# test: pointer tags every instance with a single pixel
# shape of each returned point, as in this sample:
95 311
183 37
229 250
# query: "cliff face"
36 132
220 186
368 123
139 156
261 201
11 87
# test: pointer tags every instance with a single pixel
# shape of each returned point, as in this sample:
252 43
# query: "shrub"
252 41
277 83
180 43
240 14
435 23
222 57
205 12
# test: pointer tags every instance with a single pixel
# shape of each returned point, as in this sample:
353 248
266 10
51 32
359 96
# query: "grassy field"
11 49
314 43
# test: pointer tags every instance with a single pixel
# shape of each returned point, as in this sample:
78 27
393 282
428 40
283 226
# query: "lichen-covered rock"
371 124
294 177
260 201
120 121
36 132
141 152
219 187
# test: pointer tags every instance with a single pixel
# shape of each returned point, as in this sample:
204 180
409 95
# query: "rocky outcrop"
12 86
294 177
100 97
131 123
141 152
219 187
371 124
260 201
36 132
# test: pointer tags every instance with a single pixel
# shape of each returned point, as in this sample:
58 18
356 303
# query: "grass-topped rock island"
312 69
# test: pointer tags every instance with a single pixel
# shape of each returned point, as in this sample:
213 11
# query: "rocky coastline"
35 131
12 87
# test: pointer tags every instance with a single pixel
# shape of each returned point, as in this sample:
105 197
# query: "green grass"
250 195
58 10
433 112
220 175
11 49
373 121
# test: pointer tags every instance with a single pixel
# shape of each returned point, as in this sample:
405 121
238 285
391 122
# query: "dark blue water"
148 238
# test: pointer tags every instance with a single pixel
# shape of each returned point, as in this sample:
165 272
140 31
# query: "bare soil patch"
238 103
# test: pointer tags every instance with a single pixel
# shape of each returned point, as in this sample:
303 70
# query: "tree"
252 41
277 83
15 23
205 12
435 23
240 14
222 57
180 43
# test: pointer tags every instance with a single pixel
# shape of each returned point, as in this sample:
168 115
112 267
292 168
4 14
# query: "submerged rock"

•••

[Problem requirements]
Transcribe all the data word for word, as it appears above.

[Written reply]
# test: pointer tags every instance with a single pixel
# shape of each returned point, as in this sample:
95 311
183 37
229 250
# query: "cliff face"
36 132
220 186
368 123
139 156
261 201
11 87
# test: pointer tags every instance with a single pixel
# shape of each returned point, as in this sample:
252 43
# query: "shrub"
252 41
277 83
180 43
240 14
435 23
222 57
205 12
# test: pointer tags every instance with a single pixel
# shape of each returned point, as in this sample:
353 248
266 10
51 32
359 96
# query: "grassy field"
11 49
314 43
# test: pointer tags every instance with a single pixel
# shape of each returned point, as in this sample:
78 27
393 282
428 40
283 226
# query: "lichen-covered rock"
371 124
294 177
260 201
120 121
36 132
141 152
219 187
# test: pointer tags every instance with a single pixel
# shape of each returned point, as in this sample:
204 180
409 95
# query: "rocky outcrop"
12 86
294 177
100 97
131 123
141 152
219 187
371 124
260 201
36 132
# test: pointer tags every instance with a single pixel
# shape of each returned point, as in this sample:
58 18
356 303
# query: "grass-topped rock island"
312 69
# test: pointer tags every instance with a single pixel
# shape of each returned point, as in this sample:
213 11
# query: "rocky coastline"
35 131
12 87
# test: pointer tags every instance with a single pixel
# shape of each returned point, as in this sample:
105 197
# query: "green grass"
250 195
58 10
433 112
220 175
11 49
373 121
# test: pointer tags every instance with a single pixel
# shape of each returned point, as in this sample:
405 121
238 285
391 122
# query: "dark blue water"
148 238
# test: pointer tags every instance with a single pixel
# shape of each returned point, as in this sample:
165 272
140 31
# query: "bare soil patch"
238 103
# test: pointer tags every instance with a single pixel
# shape of each returned point, as in this sample:
303 70
# query: "tree"
252 41
277 83
15 23
205 12
435 23
240 14
222 57
180 43
# test: pointer tags every instance with a single pixel
# shape of each returned point, as in this sample:
168 115
112 267
292 168
4 14
# query: "submerged rock"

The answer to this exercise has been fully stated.